The reply has to contain each record exactly as written.

═══ RAW DATA

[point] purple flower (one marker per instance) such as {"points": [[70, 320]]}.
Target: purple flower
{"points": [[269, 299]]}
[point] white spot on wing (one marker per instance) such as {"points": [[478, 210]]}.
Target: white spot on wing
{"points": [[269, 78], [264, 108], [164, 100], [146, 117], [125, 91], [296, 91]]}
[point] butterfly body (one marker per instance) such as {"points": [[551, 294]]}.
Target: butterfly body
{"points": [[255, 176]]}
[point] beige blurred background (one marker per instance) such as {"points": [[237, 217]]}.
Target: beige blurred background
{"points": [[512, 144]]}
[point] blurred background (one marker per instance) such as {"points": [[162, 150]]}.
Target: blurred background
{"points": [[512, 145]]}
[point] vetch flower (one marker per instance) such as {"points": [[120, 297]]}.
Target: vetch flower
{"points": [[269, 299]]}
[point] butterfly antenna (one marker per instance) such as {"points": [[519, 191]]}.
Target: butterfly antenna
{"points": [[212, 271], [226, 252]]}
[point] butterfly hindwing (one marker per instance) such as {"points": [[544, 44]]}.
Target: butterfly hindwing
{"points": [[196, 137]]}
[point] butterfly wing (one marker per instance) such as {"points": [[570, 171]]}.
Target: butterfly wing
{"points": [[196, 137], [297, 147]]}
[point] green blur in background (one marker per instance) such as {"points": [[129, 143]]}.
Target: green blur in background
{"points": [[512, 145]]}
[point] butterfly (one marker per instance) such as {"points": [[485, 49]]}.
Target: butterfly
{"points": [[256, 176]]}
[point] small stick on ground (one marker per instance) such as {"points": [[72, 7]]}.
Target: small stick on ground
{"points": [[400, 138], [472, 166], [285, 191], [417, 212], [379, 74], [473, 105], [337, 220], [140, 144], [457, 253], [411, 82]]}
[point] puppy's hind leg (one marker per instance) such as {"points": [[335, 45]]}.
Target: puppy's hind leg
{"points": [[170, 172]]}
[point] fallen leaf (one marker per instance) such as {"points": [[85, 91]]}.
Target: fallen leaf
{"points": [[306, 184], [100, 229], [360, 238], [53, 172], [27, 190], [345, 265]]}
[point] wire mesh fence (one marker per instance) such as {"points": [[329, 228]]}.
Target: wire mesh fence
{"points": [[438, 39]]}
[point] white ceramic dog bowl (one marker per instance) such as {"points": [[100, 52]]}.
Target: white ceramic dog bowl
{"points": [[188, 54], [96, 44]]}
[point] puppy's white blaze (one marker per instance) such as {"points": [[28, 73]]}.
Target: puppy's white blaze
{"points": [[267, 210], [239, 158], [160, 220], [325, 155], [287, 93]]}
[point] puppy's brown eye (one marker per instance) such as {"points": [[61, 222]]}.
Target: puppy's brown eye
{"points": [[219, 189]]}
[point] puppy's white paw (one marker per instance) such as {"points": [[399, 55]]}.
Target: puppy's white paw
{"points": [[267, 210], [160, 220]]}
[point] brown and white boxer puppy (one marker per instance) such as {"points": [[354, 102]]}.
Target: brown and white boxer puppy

══════

● **RESPONSE**
[point] purple flower (one marker per instance) such as {"points": [[70, 320]]}.
Target: purple flower
{"points": [[269, 299]]}
[point] white spot on wing (one marker per instance) such as {"points": [[478, 210]]}.
Target: white spot on wing
{"points": [[269, 78], [264, 108], [164, 100], [146, 117], [125, 91], [296, 91]]}
[point] butterfly body (one marker per instance) such as {"points": [[551, 294]]}.
Target: butterfly body
{"points": [[255, 176]]}
[point] beige blurred background (one marker per instance) such as {"points": [[237, 217]]}.
Target: beige blurred background
{"points": [[512, 144]]}
[point] blurred background (one marker per instance) such as {"points": [[162, 150]]}.
Target: blurred background
{"points": [[512, 145]]}
[point] vetch flower (one marker per instance) such as {"points": [[120, 297]]}.
Target: vetch flower
{"points": [[269, 299]]}
[point] butterfly antenna (one marker per instance) such as {"points": [[519, 191]]}.
Target: butterfly antenna
{"points": [[212, 271], [226, 252]]}
[point] butterfly hindwing (one marker per instance) such as {"points": [[544, 44]]}.
Target: butterfly hindwing
{"points": [[196, 137]]}
[point] butterfly wing (one marker per instance) such as {"points": [[570, 171]]}.
Target: butterfly wing
{"points": [[196, 137], [297, 147]]}
[point] green blur in background (one marker per instance) such as {"points": [[129, 143]]}.
Target: green blur in background
{"points": [[512, 145]]}
[point] butterfly (one marker per instance) such as {"points": [[485, 49]]}.
Target: butterfly
{"points": [[256, 176]]}
[point] small stick on ground (one marker per instance) such as {"points": [[72, 7]]}.
Target: small stick on ground
{"points": [[400, 138], [472, 166], [285, 191], [417, 212], [379, 74], [473, 105], [337, 220], [140, 144], [457, 253], [411, 82]]}
[point] puppy's hind leg (one marker per instance) such as {"points": [[335, 45]]}.
Target: puppy's hind leg
{"points": [[170, 172]]}
[point] fallen leaf (one marker per instance) such as {"points": [[85, 91]]}.
Target: fallen leaf
{"points": [[306, 184], [100, 229], [360, 238], [53, 172], [27, 190], [345, 265]]}
[point] wire mesh fence (one marker per instance) such as {"points": [[329, 228]]}.
Target: wire mesh fence
{"points": [[438, 39]]}
[point] white ceramic dog bowl (one marker per instance) such as {"points": [[100, 52]]}.
Target: white ceramic dog bowl
{"points": [[188, 54], [96, 44]]}
[point] puppy's white blaze (one marker per instance) such as {"points": [[28, 73]]}.
Target: puppy's white blaze
{"points": [[267, 210], [239, 158], [160, 220], [325, 155], [287, 93]]}
[point] puppy's brown eye (one marker per instance) such as {"points": [[61, 222]]}.
Target: puppy's brown eye
{"points": [[219, 189]]}
[point] puppy's white paw (one marker per instance) such as {"points": [[399, 55]]}.
Target: puppy's white paw
{"points": [[267, 210], [160, 220]]}
[point] brown and white boxer puppy (one marker per instance) such as {"points": [[354, 102]]}.
Target: brown and white boxer puppy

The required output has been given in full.